*** Exercise input ***
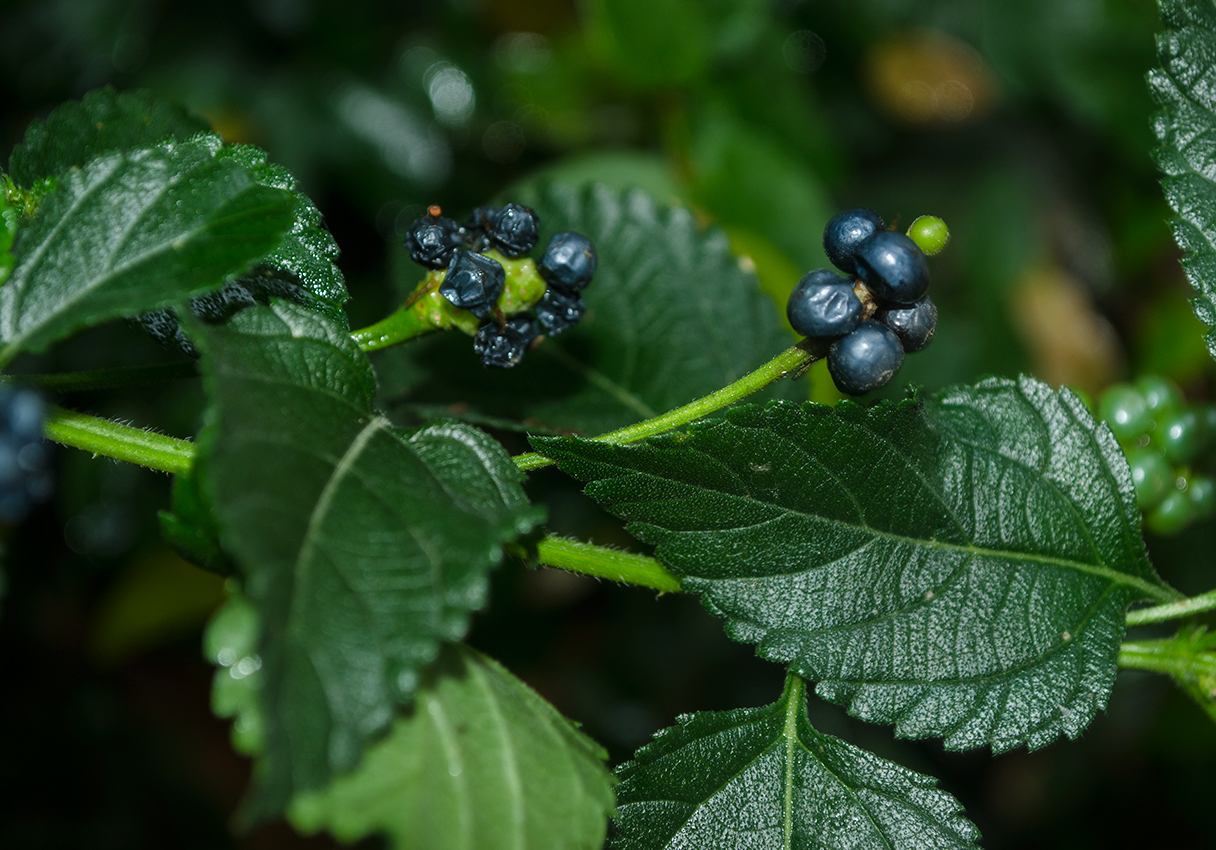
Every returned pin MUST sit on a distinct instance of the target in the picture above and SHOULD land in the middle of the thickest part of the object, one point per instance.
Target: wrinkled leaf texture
(362, 546)
(133, 231)
(766, 778)
(1184, 88)
(958, 566)
(480, 763)
(670, 316)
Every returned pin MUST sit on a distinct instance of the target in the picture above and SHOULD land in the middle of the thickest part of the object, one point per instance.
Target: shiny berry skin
(558, 310)
(514, 230)
(432, 240)
(865, 359)
(893, 266)
(473, 282)
(569, 262)
(845, 231)
(913, 325)
(1124, 409)
(823, 305)
(505, 347)
(1152, 477)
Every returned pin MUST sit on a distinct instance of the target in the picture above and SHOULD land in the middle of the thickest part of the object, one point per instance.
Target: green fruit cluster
(1170, 446)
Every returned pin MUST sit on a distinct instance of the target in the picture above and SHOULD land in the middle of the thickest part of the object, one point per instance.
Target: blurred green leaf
(362, 547)
(671, 316)
(102, 122)
(480, 761)
(958, 567)
(766, 778)
(133, 231)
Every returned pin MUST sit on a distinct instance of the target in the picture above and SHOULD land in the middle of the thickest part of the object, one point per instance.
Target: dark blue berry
(432, 240)
(473, 282)
(24, 456)
(569, 262)
(866, 359)
(913, 325)
(845, 231)
(505, 345)
(514, 230)
(893, 266)
(823, 304)
(558, 310)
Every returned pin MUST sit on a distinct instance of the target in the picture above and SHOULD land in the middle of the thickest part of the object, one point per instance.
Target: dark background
(1024, 124)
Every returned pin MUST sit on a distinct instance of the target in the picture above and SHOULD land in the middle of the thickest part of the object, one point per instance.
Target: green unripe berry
(1152, 476)
(930, 234)
(1202, 491)
(1161, 395)
(1126, 412)
(1182, 435)
(1171, 514)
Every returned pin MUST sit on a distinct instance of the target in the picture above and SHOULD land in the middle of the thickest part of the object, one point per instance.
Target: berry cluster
(879, 311)
(474, 280)
(1170, 446)
(24, 457)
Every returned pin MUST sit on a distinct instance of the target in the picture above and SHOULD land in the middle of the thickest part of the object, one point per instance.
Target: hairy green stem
(791, 360)
(1172, 611)
(606, 563)
(118, 440)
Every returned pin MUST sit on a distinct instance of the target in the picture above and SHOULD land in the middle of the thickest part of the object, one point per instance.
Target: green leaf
(134, 231)
(480, 761)
(103, 122)
(308, 252)
(671, 316)
(362, 546)
(1186, 128)
(765, 778)
(958, 567)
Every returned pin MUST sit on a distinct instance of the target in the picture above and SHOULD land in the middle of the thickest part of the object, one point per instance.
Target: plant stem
(789, 360)
(606, 563)
(118, 440)
(106, 378)
(1172, 611)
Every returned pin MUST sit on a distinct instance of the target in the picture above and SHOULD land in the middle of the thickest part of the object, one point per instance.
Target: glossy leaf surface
(362, 546)
(958, 567)
(766, 778)
(133, 231)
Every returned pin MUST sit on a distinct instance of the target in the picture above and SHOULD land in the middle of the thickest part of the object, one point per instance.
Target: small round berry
(823, 305)
(866, 359)
(1171, 514)
(473, 282)
(930, 234)
(505, 347)
(1126, 412)
(893, 268)
(845, 231)
(569, 262)
(514, 230)
(1152, 477)
(913, 325)
(558, 310)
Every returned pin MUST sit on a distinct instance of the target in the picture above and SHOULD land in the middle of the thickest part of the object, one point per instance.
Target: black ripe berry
(823, 304)
(866, 359)
(473, 282)
(558, 310)
(432, 238)
(569, 262)
(893, 266)
(845, 231)
(913, 325)
(514, 230)
(24, 457)
(505, 345)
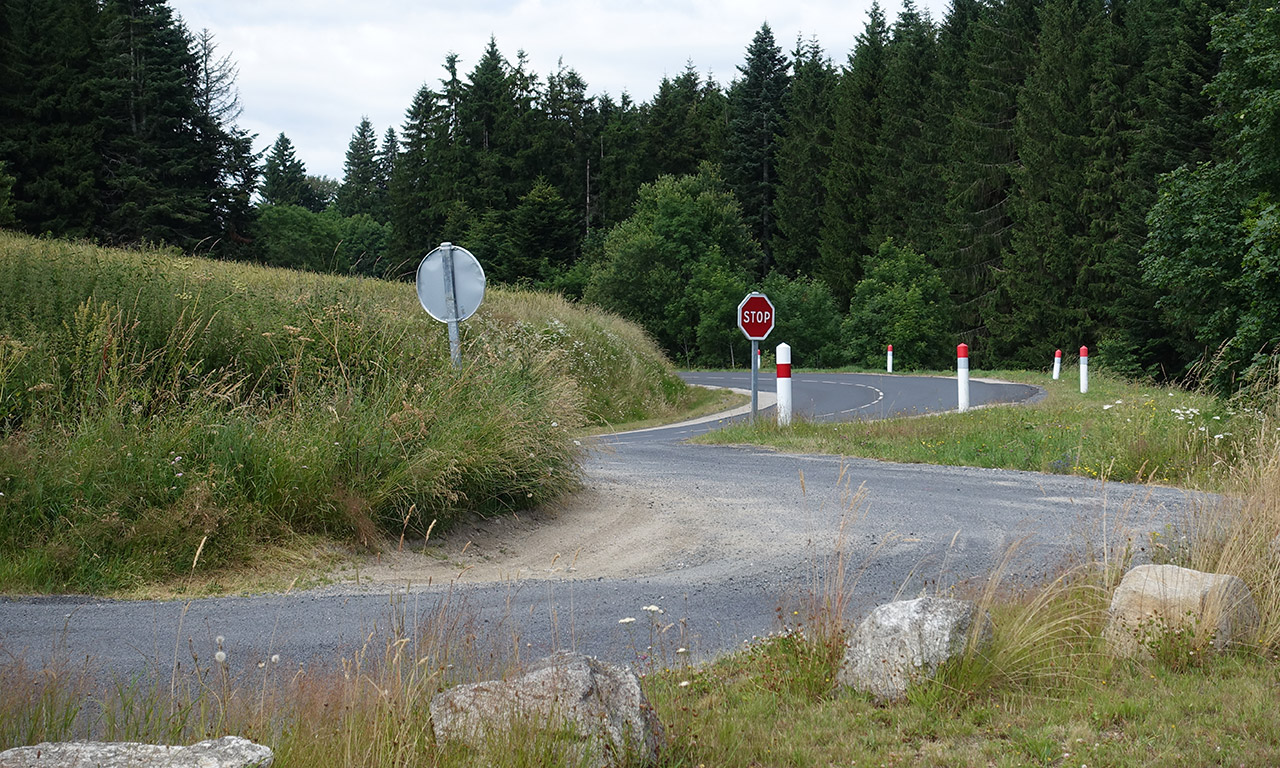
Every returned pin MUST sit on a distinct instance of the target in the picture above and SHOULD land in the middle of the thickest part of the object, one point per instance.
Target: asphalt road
(766, 525)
*** End of Exercise input ***
**What is needed**
Word for word, restate the lines from the line containing "Target: small round berry" through the end of the data, including the first and last of them. Pictures stay out.

**Solution to the exercise**
Target: small round berry
(823, 305)
(866, 359)
(1171, 514)
(473, 282)
(930, 234)
(505, 347)
(1126, 412)
(893, 268)
(845, 231)
(569, 262)
(514, 230)
(1152, 477)
(913, 325)
(558, 310)
Every returned pin MUST sit on a distinct instance of the target in the picture above and SHOULD land in the middle of the thickest part of the object, one point per instance.
Target: black ripe berry
(823, 304)
(866, 359)
(473, 282)
(558, 310)
(432, 238)
(569, 262)
(893, 266)
(845, 231)
(913, 325)
(514, 230)
(24, 457)
(505, 345)
Every returned pin MUST sit on a distinct instance of the target in the picture above and SHOULD land in the middle of the thickest part of the object, one point per instance.
Target: asphalt road
(766, 525)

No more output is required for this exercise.